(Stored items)
╔══

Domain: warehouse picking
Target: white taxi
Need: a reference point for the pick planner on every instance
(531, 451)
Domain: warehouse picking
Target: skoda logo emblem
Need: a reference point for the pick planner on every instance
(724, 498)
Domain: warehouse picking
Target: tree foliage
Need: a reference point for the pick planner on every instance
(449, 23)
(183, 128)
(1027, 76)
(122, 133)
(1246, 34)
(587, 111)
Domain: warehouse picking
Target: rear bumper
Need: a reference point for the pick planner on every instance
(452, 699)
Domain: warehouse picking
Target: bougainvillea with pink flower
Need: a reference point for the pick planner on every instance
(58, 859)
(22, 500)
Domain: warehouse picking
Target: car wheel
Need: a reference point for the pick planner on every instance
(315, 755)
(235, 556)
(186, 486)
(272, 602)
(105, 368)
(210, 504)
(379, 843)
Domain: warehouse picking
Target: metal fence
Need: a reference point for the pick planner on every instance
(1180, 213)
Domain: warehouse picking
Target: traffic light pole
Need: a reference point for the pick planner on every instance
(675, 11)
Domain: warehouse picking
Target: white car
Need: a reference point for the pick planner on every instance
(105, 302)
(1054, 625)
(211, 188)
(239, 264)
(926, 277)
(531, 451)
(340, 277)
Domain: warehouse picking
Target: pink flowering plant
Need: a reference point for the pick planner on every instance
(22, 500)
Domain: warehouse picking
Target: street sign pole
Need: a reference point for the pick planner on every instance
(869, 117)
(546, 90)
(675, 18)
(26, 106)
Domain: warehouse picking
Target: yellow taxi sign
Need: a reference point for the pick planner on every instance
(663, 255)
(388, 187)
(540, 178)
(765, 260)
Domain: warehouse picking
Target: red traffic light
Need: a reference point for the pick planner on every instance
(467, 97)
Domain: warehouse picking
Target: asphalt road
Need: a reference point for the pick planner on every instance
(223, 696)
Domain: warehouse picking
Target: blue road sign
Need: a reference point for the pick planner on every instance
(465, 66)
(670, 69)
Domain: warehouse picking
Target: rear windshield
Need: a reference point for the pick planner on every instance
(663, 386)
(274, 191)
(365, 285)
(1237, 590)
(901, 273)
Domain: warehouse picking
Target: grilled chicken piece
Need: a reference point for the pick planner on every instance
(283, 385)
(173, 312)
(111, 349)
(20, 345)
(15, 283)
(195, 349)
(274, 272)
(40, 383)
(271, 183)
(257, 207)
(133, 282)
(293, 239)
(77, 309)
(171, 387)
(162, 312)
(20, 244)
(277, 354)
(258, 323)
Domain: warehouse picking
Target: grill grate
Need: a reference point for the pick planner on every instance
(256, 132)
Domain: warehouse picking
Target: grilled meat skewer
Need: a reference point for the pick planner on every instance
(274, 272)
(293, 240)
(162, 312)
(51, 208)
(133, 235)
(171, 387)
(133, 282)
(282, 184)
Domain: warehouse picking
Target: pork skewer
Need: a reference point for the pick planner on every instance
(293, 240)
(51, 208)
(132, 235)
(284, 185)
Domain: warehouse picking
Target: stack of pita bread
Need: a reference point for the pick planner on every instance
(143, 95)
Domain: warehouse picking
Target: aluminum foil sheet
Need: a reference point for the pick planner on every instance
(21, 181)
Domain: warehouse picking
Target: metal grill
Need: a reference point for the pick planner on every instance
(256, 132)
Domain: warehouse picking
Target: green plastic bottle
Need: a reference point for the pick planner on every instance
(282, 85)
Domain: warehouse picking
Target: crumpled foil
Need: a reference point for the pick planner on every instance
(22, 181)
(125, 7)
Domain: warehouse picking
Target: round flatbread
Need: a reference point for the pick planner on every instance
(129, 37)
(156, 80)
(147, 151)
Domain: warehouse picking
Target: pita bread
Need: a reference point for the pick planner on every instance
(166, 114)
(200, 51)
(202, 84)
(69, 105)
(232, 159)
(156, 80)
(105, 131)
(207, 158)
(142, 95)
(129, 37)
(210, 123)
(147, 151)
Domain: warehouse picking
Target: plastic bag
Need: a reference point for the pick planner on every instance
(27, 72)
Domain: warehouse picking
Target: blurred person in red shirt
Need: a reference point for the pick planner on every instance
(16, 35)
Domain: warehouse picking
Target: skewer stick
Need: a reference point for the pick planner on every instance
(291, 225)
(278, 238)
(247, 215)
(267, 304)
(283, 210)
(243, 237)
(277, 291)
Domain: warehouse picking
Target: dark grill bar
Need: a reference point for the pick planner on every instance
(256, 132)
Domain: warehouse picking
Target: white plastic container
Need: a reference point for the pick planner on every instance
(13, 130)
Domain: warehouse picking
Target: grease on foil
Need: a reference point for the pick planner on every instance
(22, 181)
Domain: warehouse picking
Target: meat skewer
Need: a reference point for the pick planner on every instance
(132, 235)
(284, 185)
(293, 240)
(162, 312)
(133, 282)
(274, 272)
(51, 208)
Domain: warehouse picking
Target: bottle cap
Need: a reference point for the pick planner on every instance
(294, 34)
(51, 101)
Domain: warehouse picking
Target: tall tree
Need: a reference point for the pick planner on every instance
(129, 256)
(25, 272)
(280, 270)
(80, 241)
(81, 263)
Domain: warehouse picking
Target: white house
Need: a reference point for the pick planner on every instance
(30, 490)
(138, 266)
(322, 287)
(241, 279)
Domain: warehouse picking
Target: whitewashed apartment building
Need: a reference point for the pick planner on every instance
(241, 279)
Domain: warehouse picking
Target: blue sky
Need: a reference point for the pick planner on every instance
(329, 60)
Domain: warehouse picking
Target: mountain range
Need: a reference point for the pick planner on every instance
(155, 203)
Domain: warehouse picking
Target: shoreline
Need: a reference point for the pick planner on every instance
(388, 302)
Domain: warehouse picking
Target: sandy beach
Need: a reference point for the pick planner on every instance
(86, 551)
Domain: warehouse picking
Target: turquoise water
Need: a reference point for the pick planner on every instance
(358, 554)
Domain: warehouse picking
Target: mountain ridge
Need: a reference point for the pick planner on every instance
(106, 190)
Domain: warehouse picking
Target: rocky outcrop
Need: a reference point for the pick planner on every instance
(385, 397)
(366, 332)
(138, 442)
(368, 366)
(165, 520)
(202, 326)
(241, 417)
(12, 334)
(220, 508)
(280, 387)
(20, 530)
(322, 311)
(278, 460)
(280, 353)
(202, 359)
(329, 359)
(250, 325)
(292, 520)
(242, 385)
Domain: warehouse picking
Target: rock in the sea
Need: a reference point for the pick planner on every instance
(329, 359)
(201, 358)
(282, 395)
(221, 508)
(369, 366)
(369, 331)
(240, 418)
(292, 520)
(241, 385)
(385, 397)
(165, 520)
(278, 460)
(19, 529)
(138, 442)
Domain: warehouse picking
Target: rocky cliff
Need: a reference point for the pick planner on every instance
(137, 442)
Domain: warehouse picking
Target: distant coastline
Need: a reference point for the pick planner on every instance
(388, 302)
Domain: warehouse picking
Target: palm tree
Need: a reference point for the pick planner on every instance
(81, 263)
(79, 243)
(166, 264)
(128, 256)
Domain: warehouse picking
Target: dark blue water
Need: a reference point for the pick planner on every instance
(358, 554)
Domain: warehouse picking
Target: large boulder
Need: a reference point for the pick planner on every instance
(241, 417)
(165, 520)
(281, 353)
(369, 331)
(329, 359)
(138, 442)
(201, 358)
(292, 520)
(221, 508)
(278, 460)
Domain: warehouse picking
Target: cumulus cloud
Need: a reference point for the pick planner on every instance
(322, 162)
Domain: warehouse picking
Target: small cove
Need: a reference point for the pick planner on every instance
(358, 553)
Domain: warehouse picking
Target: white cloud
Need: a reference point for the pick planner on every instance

╚══

▸ Instructions for the task: Reproduce all of the material above word for word.

▸ Result for this exercise:
Domain: warehouse picking
Target: white taxi
Need: a reference point for the pick planner on every instance
(531, 451)
Domain: warehouse picking
Target: skoda logo emblem
Need: a reference point for the pick planner on every instance
(724, 498)
Domain: warehouse picking
Target: tree foliage
Need: a reference point for the pick planner on every instance
(449, 23)
(183, 128)
(1027, 76)
(122, 133)
(1246, 34)
(587, 111)
Domain: warehouse picking
Target: rear bumper
Need: a reference point for the pick planner on every instance
(452, 699)
Domain: warehouse picking
Target: bougainvillea with pink flower
Need: a reference point for the pick planner on every instance
(58, 859)
(22, 500)
Domain: warehouse picking
Target: car wheel
Need: a reference point for the pick planner on every instance
(315, 755)
(235, 556)
(186, 486)
(272, 602)
(105, 368)
(210, 504)
(379, 843)
Domain: warehouse picking
Target: metal fence
Need: a reference point for the pick planner on every instance
(1180, 213)
Domain: warehouse picking
Target: traffic light pole
Need: a reference point for the pick planner on every instance
(675, 11)
Domain: warehouse picking
Target: white car
Need: a reference point for the pick planner on every instance
(105, 302)
(1054, 625)
(211, 188)
(239, 264)
(926, 277)
(531, 451)
(340, 277)
Domain: warehouse picking
Target: pink flowering plant
Need: a reference point for the pick planner on every instance
(22, 500)
Domain: warehouse picking
Target: street sign pole
Need: a reference point for the pick planner on every instance
(869, 117)
(546, 90)
(675, 18)
(26, 106)
Domain: warehouse picking
Target: yellow taxi sign
Need: a reference point for the pick planner on every instance
(663, 255)
(388, 187)
(540, 178)
(765, 260)
Domain: warehouse picking
Target: red traffic light
Need: a reference point for the pick planner on every instance
(467, 97)
Domain: warehouse picking
Target: asphalt road
Need: a reference point for the pick planner on every instance
(223, 696)
Domain: warehouse picking
Target: blue road sign
Need: a reference point for the pick planner on every instance
(465, 66)
(670, 69)
Domain: warehouse picking
Target: rear windshield
Need: a reference point for the pick planner on every instance
(663, 386)
(274, 191)
(365, 285)
(1237, 590)
(901, 273)
Domain: warehouse picking
Target: grilled chicken piece
Need: a reference point for the pick planner on every instance
(283, 385)
(173, 312)
(111, 349)
(20, 345)
(15, 283)
(195, 349)
(274, 272)
(40, 383)
(271, 183)
(257, 207)
(133, 282)
(293, 239)
(77, 309)
(171, 387)
(162, 312)
(20, 244)
(277, 354)
(258, 323)
Domain: warehouse picking
Target: grill grate
Need: a reference point for the pick planner on every instance
(256, 132)
Domain: warehouse picking
Target: grilled meat skewer
Need: a reference point for the pick planner on every instance
(274, 272)
(293, 240)
(162, 312)
(51, 208)
(133, 235)
(171, 387)
(133, 282)
(282, 184)
Domain: warehouse picking
Target: pork skewer
Need: a reference point for the pick planner on every instance
(293, 240)
(51, 208)
(132, 235)
(284, 185)
Domain: warehouse picking
Target: stack of pita bread
Need: a reference point for the pick planner on every instance
(143, 95)
Domain: warehouse picking
Target: aluminum foil sheet
Need: a reference point for the pick planner on every instance
(21, 181)
Domain: warehouse picking
Target: metal grill
Need: a reference point for the pick planner on every instance
(256, 132)
Domain: warehouse picking
Target: green plastic bottle
Need: a reference point for the pick planner on every instance
(282, 85)
Domain: warehouse picking
Target: crumpled foil
Need: a reference point for the pick planner on every instance
(22, 181)
(125, 7)
Domain: warehouse picking
Target: round flatbread
Need: a reference point for the pick planner on every instance
(129, 37)
(156, 80)
(147, 151)
Domain: warehouse picking
Target: pita bread
Need: a reference point for the pick planner on every instance
(166, 114)
(200, 51)
(202, 84)
(69, 105)
(232, 159)
(156, 80)
(105, 131)
(207, 158)
(142, 95)
(129, 37)
(210, 123)
(147, 151)
Domain: warehouse picking
Target: plastic bag
Need: a reference point for the pick planner on every instance
(27, 72)
Domain: warehouse picking
Target: blurred person in red shirt
Need: a reference point for the pick planner on every instance
(16, 35)
Domain: warehouse picking
Target: skewer stick
Need: a reference point for the pick planner on every instance
(291, 225)
(278, 238)
(247, 215)
(267, 304)
(283, 210)
(243, 237)
(277, 291)
Domain: warehouse picking
Target: dark grill bar
Need: a reference point for the pick planner on every instance
(256, 132)
Domain: warehouse picking
Target: white plastic container
Need: a reference point for the pick planner on every instance
(13, 130)
Domain: warehouse picking
Target: grease on foil
Need: a reference point for the pick planner on every instance
(22, 181)
Domain: warehouse picking
Target: meat skewer
Need: a reference point for the pick planner on every instance
(132, 235)
(284, 185)
(293, 240)
(162, 312)
(133, 282)
(274, 272)
(51, 208)
Domain: warehouse picking
Target: bottle cap
Need: a reference point for the pick planner on every instance
(294, 34)
(51, 101)
Domain: warehouse picking
Target: tall tree
Need: a reference point for the pick planner on every instance
(129, 256)
(25, 272)
(280, 270)
(80, 241)
(81, 263)
Domain: warehouse picking
Target: white house
Need: a reference point for the pick planner on every instance
(30, 490)
(138, 266)
(322, 287)
(241, 279)
Domain: warehouse picking
Target: whitewashed apartment building
Need: a reference point for the pick planner on every instance
(241, 279)
Domain: warehouse picking
Target: blue sky
Need: a reference point for the pick planner on every instance
(329, 60)
Domain: warehouse picking
Target: mountain range
Need: a reference point for the pick planner on every instance
(155, 203)
Domain: warehouse picking
Target: shoreline
Need: a reference point for the pick planner on every instance
(388, 302)
Domain: warehouse picking
Target: sandy beach
Need: a reference point for the pick planner on every instance
(86, 551)
Domain: warehouse picking
Target: turquoise water
Need: a reference point for the pick planner on every instance
(358, 554)
Domain: warehouse picking
Target: mountain ridge
Need: a reference point for the pick planner on every instance
(106, 190)
Domain: warehouse picking
Target: rocky outcrop
Need: a reference point for the pick planner on every instance
(385, 397)
(366, 332)
(138, 442)
(368, 366)
(165, 520)
(202, 326)
(241, 417)
(12, 334)
(220, 508)
(280, 387)
(20, 530)
(322, 311)
(278, 460)
(280, 353)
(202, 359)
(329, 359)
(250, 325)
(292, 520)
(242, 385)
Domain: warehouse picking
Target: rock in the sea
Need: a reference point for the pick planner on every instance
(329, 359)
(201, 358)
(282, 395)
(221, 508)
(369, 366)
(369, 331)
(240, 418)
(292, 520)
(241, 385)
(385, 397)
(165, 520)
(278, 460)
(19, 529)
(138, 442)
Domain: warehouse picking
Target: rocky cliff
Need: a reference point for the pick planner on every instance
(137, 442)
Domain: warehouse picking
Target: distant coastline
Need: a reference point for the pick planner on every instance
(388, 302)
Domain: warehouse picking
Target: palm tree
Need: a reference point for the pick planner on every instance
(81, 263)
(79, 243)
(166, 264)
(128, 256)
Domain: warehouse picking
Target: dark blue water
Need: a reference point for the pick planner on every instance
(358, 554)
Domain: warehouse picking
Target: large boulder
Need: a reference point for the pick planner on every instance
(241, 417)
(165, 520)
(281, 353)
(369, 331)
(329, 359)
(138, 442)
(201, 358)
(292, 520)
(221, 508)
(278, 460)
Domain: warehouse picking
Target: cumulus cloud
Need: a reference point for the pick planner on every instance
(322, 162)
Domain: warehouse picking
Target: small cove
Need: a reference point for the pick planner on every instance
(358, 553)
Domain: warehouse picking
Target: white cloud
Need: a reference point for the pick planner on every instance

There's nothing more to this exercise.